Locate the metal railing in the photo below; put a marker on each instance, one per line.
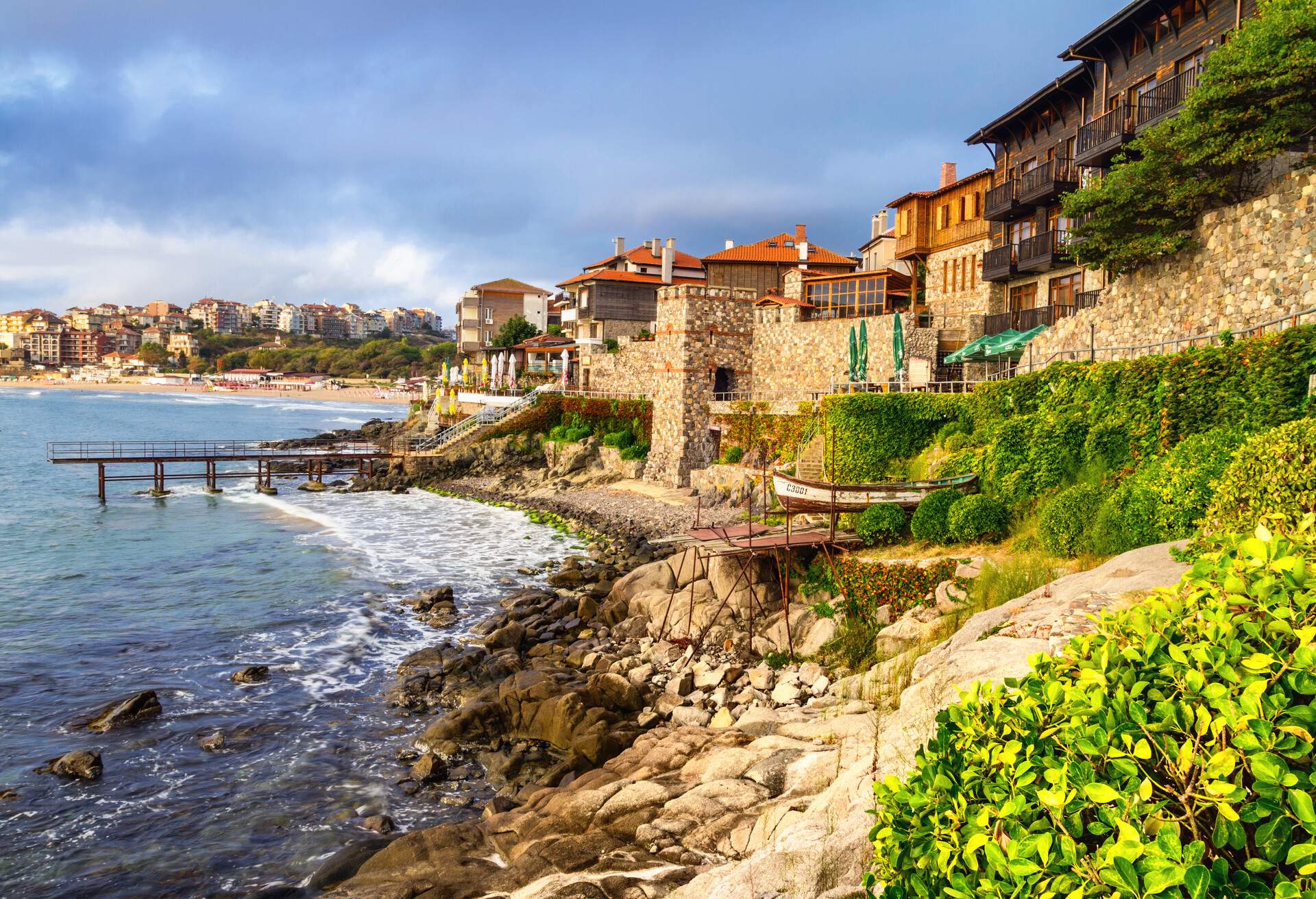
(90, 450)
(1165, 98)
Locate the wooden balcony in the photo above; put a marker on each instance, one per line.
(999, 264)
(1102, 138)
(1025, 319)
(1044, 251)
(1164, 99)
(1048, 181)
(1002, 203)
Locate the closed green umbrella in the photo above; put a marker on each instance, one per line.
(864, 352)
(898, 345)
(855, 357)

----

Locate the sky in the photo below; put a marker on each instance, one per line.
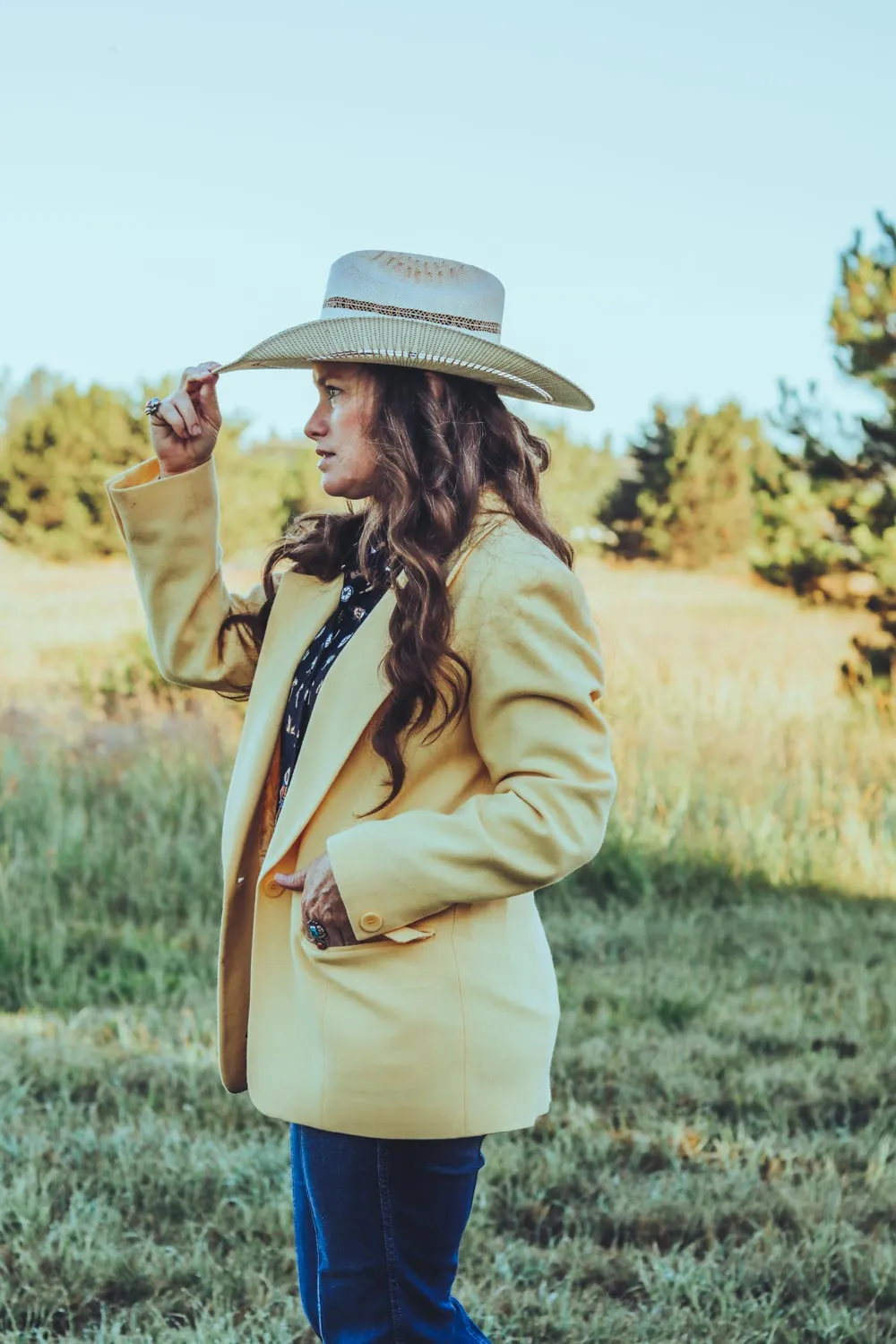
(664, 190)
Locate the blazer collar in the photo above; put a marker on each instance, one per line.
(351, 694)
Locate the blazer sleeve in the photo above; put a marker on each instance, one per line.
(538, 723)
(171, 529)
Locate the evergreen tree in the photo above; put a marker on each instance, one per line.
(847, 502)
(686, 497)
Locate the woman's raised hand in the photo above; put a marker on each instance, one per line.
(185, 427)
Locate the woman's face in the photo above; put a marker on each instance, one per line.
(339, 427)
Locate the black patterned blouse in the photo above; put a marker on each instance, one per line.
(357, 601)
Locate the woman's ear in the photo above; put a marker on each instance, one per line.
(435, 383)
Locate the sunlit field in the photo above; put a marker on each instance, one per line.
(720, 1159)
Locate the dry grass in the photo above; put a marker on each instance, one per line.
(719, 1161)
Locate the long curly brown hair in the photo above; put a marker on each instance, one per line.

----

Starting at the line that has "Locate the blazer collar" and ending with the line that has "Locate the long", write out the records again, swapping "blazer" for "jacket" and changing nothing else.

Written answer
Locate the jacket collar in the photo above; put a marker on each instance, one per line.
(351, 694)
Locate the jacket sleeve in the photo above; put a marker on each instance, one per line.
(538, 723)
(171, 529)
Locate the evergreen tree in the photo above; put a marker on each instance, one per line.
(847, 502)
(686, 497)
Locate the woman's raised hand in the photo above; put a marker on each instance, one per line.
(185, 427)
Locate the woman's face in the photo above; put a marker on each instance, one per line.
(339, 427)
Locate the black patterned blouse in the photo above; put a marker on each instance, one per line.
(357, 601)
Locate the woman's ear in the photo above; put a marker on each instance, one per line.
(435, 383)
Locate the sunlit field in the photo above; put a marker on each instance, one per line.
(720, 1159)
Locate the dry grass in the photo above; put a marker on each instance, one per line.
(719, 1161)
Locate the long curly brown hair in the photo above; put a marker on each instance, one per line.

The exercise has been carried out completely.